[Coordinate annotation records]
========
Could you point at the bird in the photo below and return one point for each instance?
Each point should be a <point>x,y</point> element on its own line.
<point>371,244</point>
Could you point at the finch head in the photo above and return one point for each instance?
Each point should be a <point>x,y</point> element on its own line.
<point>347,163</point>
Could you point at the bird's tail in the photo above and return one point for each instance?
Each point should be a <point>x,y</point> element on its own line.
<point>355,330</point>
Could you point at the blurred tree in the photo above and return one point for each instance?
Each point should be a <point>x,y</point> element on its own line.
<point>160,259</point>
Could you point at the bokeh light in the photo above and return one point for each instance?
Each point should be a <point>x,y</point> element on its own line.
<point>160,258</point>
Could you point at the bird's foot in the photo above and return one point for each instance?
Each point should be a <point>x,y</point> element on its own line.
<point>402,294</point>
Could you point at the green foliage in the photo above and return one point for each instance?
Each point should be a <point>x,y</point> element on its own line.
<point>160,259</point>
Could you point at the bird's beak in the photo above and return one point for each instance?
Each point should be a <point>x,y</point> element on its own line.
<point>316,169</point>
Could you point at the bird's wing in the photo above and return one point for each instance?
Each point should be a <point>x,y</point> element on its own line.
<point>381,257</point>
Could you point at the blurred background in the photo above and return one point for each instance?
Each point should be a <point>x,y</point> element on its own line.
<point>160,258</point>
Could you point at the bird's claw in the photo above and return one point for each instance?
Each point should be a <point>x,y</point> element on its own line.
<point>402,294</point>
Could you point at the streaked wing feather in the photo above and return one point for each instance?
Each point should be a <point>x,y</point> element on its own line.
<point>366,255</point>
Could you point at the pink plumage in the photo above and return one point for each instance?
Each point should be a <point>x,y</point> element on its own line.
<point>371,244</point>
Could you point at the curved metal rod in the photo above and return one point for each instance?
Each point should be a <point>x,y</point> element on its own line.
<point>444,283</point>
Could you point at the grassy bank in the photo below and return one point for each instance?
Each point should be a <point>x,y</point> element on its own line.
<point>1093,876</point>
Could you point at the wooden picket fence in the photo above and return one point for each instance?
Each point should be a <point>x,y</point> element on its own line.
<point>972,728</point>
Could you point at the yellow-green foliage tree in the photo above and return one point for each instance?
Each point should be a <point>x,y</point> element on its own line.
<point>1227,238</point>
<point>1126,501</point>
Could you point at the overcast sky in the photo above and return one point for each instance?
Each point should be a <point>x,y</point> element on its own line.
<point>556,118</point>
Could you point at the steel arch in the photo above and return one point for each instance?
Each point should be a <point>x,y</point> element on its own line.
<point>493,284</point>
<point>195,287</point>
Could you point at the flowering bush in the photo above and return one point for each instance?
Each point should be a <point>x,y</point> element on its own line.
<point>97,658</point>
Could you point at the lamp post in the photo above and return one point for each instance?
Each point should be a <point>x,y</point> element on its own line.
========
(TASK TO CARRY OUT)
Write the items as a two-column CSV with the headers item and answer, one row per item, starting at the line containing "Could you point at the blurred background" and stopping after the line containing "<point>1093,876</point>". Put each item's text and its answer in one quoted field apiece, replacing line breaks with spaces.

(WRITTEN ANSWER)
item,answer
"Could you point at the blurred background in the photo above and return one point for each instance? Each point should be a <point>x,y</point> element on its own line.","<point>160,258</point>"
"Could you point at the bird's claw in the photo above and return one point for each instance? Each point should be a <point>x,y</point> element on its own line.","<point>402,294</point>"
"Could you point at the streaked wing feather in the photo above and return one point for each instance? Each point should be a <point>x,y</point> element on its own line.","<point>366,255</point>"
"Could you point at the pink plumage in the photo above and return one point for each instance? Each point should be a <point>x,y</point> element on its own line.","<point>371,244</point>"
"Could you point at the curved metal rod in the photo above and return one point for each instance? Each point should be a <point>x,y</point> element on its own line.","<point>444,283</point>"
"Could you point at the grassy bank in the photo below and return one point for each instance? Each point should be a <point>x,y</point> element on its own line.","<point>1093,876</point>"